(Region pointing data)
# # # # # # #

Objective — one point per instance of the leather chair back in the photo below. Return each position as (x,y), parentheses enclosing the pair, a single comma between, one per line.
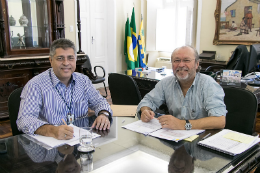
(123,89)
(242,108)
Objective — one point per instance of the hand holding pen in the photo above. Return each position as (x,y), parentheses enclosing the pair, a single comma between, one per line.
(206,136)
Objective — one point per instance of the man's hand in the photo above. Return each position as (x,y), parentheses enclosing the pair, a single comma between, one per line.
(171,122)
(147,115)
(101,132)
(102,122)
(62,132)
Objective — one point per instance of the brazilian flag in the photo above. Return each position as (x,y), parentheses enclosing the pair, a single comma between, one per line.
(128,47)
(134,38)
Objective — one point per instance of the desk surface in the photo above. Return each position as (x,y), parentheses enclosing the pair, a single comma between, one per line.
(120,151)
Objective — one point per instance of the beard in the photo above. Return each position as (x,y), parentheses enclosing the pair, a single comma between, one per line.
(182,70)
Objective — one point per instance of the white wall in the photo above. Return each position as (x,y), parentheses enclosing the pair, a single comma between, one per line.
(70,19)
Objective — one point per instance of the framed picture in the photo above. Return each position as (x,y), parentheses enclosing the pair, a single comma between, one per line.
(237,22)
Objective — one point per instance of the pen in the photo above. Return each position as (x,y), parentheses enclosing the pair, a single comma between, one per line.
(206,136)
(65,123)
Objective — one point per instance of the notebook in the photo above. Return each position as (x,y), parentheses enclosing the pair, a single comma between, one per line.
(230,142)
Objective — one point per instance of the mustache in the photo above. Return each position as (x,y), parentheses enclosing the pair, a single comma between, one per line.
(182,68)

# # # # # # #

#### WHAT IS EXPECTED:
Please return all of the entries word for word, excluding the pictures.

#### ANSWER BOX:
Objective — one point per instance of the leather chair back in the photo below. Return each position as (x,y), parentheses enclosing the pair, a single comma between, one per line.
(123,89)
(242,108)
Objective — one point per instance of the hand holding pen in the photo above. Return each position as (x,y), parentheses enclosing the pair, a single comma between, one per line.
(206,136)
Objective — one point per instance of the man's hand in the photo above. Return each position as (x,y), parentheses enclosing the pair, a single comma between, one per line.
(171,122)
(147,115)
(101,132)
(102,122)
(62,132)
Objective — one point per instance of the brazilian flag in the photo above. Return each position as (x,y), parentheses enclosing the pair, a single comma between, one per line.
(128,47)
(134,38)
Objective — one point per instance of the desk surface in the photo above. Return each position as (x,y), parentheses enclosing the pair, a single comma between, one per line.
(120,151)
Objective — one point per instance of the beard in the photo above. Return each position as (x,y), parentheses enclosing the pair, a single comma between, one per line.
(182,70)
Objective — one point per instance of the white wall in the photo above. Return each position as (x,y), parentheses enclosing the pair, a single comma between, one per line.
(70,19)
Objective — one point per instance of the framed picture in the photo above. Return each position as (x,y), parentheses enclosing the pair, a single comma between, one per line.
(237,22)
Objective — one point per instance of the pen in the photo above. Return each position as (x,y), parentheses enclosing the pair, a single comma between, one per line.
(206,136)
(65,123)
Objective — one point per instance of the notebook in the photo above. Return each position as (x,y), parentheses enclosing the pair, a single comma between, one per line.
(230,142)
Objective — one point per instance of the mustache in the photo above. Return each position as (x,y), parentheses enclosing the pair, a single comma between, one per line.
(182,68)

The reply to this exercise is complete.